TASK GOAL:
Reproduce the passage from the jQuery thread below word for word. Begin at the words "I want to move" and stop after "Answers (5)".

SOURCE PASSAGE:
+--

CODEWITHSUNDEEP
javascriptjquery
Mustapha Aoussar
Mustapha Aoussar

Reputation: 5923

How to append each two divs to a div?

I have this list:

<div id="list">
    <div class="item"></div>
    <div class="item"></div>
    <div class="item"></div>
    <div class="item"></div>
    <div class="item"></div>
    <div class="item"></div>
</div>

I want to move each two elements (.item) inside a div with class="parent". I tried with the following, but it doesn't work:

var parent = $("<div class='parent'></div>");
$("#list .item:nth-child(1), #list .item:nth-child(2)").appendTo(parent);
$("#list .item:nth-child(3), #list .item:nth-child(4)").appendTo(parent);
$("#list .item:nth-child(5), #list .item:nth-child(6)").appendTo(parent);

jsFiddle

Upvotes: 0

Views: 87

Answers (5)

+--

EXTRACTED ENTRIES:

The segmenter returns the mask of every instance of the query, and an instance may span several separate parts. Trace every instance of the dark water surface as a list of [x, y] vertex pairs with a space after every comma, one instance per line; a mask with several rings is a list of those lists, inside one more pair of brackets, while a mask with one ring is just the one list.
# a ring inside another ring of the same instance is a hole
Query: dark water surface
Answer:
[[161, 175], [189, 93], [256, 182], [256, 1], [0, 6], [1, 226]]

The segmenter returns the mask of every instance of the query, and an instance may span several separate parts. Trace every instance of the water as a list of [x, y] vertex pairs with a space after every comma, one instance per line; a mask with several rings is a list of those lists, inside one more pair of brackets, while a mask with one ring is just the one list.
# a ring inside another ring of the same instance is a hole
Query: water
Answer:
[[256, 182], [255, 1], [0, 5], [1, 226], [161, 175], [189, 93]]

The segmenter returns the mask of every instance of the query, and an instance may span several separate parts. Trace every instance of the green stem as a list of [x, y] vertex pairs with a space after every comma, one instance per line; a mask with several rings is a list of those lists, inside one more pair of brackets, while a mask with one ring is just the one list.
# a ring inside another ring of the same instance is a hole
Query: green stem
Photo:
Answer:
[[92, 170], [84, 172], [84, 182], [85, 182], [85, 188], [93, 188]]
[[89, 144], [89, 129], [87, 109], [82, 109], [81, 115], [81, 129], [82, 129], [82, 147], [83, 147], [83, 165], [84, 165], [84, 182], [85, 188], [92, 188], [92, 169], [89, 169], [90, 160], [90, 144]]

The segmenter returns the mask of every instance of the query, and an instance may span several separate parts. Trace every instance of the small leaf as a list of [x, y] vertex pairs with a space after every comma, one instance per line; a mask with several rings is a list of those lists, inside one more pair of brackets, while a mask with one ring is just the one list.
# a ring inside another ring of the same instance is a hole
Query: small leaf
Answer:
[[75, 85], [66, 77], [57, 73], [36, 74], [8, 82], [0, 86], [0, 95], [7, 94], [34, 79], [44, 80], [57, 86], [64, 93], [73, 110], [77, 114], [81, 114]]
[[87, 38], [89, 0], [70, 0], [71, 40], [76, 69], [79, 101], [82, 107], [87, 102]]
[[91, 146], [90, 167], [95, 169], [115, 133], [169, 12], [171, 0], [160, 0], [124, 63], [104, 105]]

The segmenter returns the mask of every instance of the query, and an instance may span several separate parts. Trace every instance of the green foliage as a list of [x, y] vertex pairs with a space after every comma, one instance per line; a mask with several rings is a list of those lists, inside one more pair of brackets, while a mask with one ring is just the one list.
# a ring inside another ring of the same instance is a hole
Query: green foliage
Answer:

+--

RESULT OF THE TASK:
I want to move each two elements (.item) inside a div with class="parent". I tried with the following, but it doesn't work:

var parent = $("<div class='parent'></div>");
$("#list .item:nth-child(1), #list .item:nth-child(2)").appendTo(parent);
$("#list .item:nth-child(3), #list .item:nth-child(4)").appendTo(parent);
$("#list .item:nth-child(5), #list .item:nth-child(6)").appendTo(parent);

jsFiddle

Upvotes: 0

Views: 87

Answers (5)